*** EXTRACTED ENTRIES ***

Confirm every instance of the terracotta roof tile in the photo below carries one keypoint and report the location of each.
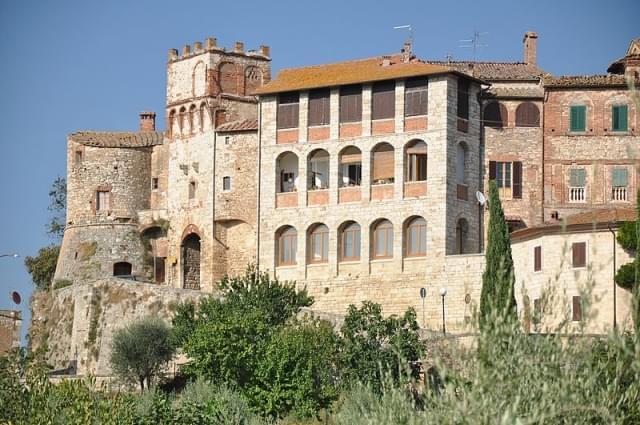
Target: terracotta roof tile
(114, 139)
(242, 125)
(350, 72)
(494, 71)
(608, 80)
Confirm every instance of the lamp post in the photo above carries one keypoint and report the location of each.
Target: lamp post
(443, 292)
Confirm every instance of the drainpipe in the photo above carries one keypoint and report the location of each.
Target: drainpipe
(613, 234)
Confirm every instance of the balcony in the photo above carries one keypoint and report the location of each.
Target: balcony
(619, 194)
(577, 194)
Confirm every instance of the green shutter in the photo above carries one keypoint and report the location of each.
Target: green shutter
(578, 177)
(620, 177)
(619, 118)
(578, 118)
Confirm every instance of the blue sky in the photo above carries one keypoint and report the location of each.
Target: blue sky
(73, 65)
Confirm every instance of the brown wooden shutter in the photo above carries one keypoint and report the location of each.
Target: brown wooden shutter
(383, 100)
(579, 254)
(319, 107)
(537, 258)
(577, 308)
(517, 180)
(492, 170)
(383, 165)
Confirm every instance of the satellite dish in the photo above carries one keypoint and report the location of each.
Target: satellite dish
(480, 197)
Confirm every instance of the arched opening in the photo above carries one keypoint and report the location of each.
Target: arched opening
(495, 115)
(416, 237)
(287, 172)
(416, 161)
(286, 246)
(527, 115)
(382, 164)
(122, 268)
(350, 167)
(318, 170)
(349, 241)
(462, 232)
(382, 240)
(191, 261)
(318, 243)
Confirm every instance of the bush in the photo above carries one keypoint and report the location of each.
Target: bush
(140, 350)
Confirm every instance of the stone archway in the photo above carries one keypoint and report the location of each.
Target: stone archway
(191, 261)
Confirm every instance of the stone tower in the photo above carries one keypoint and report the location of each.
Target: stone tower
(209, 97)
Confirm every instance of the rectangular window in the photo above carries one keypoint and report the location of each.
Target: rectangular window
(579, 254)
(537, 258)
(578, 118)
(351, 103)
(383, 100)
(288, 110)
(619, 117)
(319, 102)
(415, 97)
(577, 309)
(463, 99)
(103, 200)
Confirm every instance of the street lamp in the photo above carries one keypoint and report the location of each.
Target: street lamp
(443, 292)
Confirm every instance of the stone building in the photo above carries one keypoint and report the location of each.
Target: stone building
(357, 179)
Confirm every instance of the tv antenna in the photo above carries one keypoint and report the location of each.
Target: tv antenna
(474, 43)
(406, 27)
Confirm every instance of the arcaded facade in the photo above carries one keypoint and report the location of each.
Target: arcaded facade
(357, 180)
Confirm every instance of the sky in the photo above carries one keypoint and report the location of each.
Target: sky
(94, 65)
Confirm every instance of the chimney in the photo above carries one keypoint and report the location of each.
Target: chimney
(147, 122)
(530, 44)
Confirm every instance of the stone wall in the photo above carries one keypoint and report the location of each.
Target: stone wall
(78, 322)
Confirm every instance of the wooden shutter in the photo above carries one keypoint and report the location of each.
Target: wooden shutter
(383, 100)
(351, 104)
(492, 170)
(319, 107)
(383, 165)
(537, 258)
(577, 308)
(579, 254)
(517, 180)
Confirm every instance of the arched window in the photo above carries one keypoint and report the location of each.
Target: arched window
(286, 246)
(461, 162)
(382, 239)
(495, 115)
(318, 243)
(416, 161)
(527, 115)
(350, 242)
(318, 169)
(287, 172)
(416, 237)
(382, 164)
(122, 269)
(462, 230)
(350, 167)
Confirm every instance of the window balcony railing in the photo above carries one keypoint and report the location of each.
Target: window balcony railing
(577, 194)
(619, 194)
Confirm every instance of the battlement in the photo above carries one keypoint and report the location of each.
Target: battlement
(211, 45)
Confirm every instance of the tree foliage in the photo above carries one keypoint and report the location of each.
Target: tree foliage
(497, 299)
(140, 350)
(373, 345)
(42, 267)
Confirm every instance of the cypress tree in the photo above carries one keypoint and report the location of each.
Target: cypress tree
(497, 299)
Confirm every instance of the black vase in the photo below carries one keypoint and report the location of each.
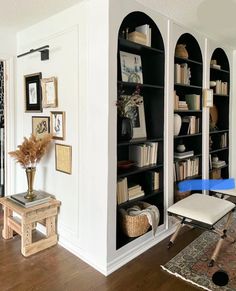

*** End of EXTRACTED ENTRIES ***

Take the listing above and repeat exactly the lines from the one containing "Confirm every instance of the bush" through the one containing "Confirm every instance of the rectangular", both included.

- [EXPECTED OUTPUT]
Confirm every instance of the bush in the photo above carries one keypoint and report the location of each.
Target: bush
(140, 350)
Confirm every instance of the stone archway in the photo above carries one keypoint and report the location of each.
Target: stone archway
(191, 261)
Confirm every instance of the stone tower in the photo above carries one keypoint and report the location of each.
Target: stone tower
(209, 97)
Confirm every instance of the rectangular window in the photo above carries one keypoint and report the location of each.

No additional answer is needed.